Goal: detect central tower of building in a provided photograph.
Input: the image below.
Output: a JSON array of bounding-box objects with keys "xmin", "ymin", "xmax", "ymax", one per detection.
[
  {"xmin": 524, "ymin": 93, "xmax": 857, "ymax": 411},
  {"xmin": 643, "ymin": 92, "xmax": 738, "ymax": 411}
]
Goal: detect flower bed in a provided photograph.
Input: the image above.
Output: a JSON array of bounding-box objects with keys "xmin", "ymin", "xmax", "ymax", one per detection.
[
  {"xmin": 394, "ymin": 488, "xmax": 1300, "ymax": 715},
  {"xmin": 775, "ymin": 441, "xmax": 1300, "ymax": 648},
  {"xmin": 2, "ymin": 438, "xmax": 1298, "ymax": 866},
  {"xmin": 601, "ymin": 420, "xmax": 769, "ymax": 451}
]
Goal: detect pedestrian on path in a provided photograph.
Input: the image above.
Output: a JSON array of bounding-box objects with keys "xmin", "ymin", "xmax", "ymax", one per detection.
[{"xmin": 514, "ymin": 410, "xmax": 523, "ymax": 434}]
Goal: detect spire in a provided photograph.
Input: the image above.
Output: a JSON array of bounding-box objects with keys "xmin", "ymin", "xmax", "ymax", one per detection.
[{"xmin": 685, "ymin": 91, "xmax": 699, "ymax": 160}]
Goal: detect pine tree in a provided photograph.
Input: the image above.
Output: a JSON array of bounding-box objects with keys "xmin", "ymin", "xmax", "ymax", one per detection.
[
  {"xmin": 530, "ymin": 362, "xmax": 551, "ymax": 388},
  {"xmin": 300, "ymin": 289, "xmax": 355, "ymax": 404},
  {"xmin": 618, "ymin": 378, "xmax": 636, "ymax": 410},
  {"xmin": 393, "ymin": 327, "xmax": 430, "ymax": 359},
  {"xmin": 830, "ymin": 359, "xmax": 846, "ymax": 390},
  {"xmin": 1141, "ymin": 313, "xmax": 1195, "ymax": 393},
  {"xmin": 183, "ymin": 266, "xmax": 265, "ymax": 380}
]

§ **Work required**:
Retype the material exactly, including every line.

§ **Answer**:
Goal: detect central tower of building in a provided photograph.
Input: the image below.
Output: a JSON array of bounding-box objects with keys "xmin", "ymin", "xmax", "ymax", one per detection.
[
  {"xmin": 524, "ymin": 93, "xmax": 857, "ymax": 411},
  {"xmin": 643, "ymin": 92, "xmax": 738, "ymax": 411}
]
Goal: detect flower bed in a provided photograph.
Input: the image above.
Output: a JSON array of bounding-box objects with keys "xmin", "ymin", "xmax", "ymax", one per detection.
[
  {"xmin": 394, "ymin": 488, "xmax": 1300, "ymax": 715},
  {"xmin": 775, "ymin": 441, "xmax": 1300, "ymax": 648},
  {"xmin": 2, "ymin": 438, "xmax": 1298, "ymax": 866},
  {"xmin": 601, "ymin": 420, "xmax": 769, "ymax": 451}
]
Goal: detect pedestrian on path in a provided photograph.
Input: the image above.
Output: a JSON array of bounding-box objects with keys "xmin", "ymin", "xmax", "ymax", one per detection.
[{"xmin": 514, "ymin": 410, "xmax": 523, "ymax": 434}]
Goal: detect spire in a provided photograph.
Input: the image above.
Output: a JSON array of bounding-box objects with keys "xmin", "ymin", "xmax", "ymax", one per detection.
[{"xmin": 685, "ymin": 91, "xmax": 699, "ymax": 160}]
Goal: detect pine tree in a provided photograph.
Input: the image above.
Output: a JSON array of bounding-box objects with keys "xmin", "ymin", "xmax", "ymax", one per detection.
[
  {"xmin": 530, "ymin": 362, "xmax": 551, "ymax": 388},
  {"xmin": 300, "ymin": 289, "xmax": 355, "ymax": 404},
  {"xmin": 618, "ymin": 378, "xmax": 636, "ymax": 410},
  {"xmin": 393, "ymin": 327, "xmax": 430, "ymax": 359},
  {"xmin": 830, "ymin": 359, "xmax": 846, "ymax": 390},
  {"xmin": 1141, "ymin": 313, "xmax": 1195, "ymax": 393},
  {"xmin": 183, "ymin": 266, "xmax": 265, "ymax": 380}
]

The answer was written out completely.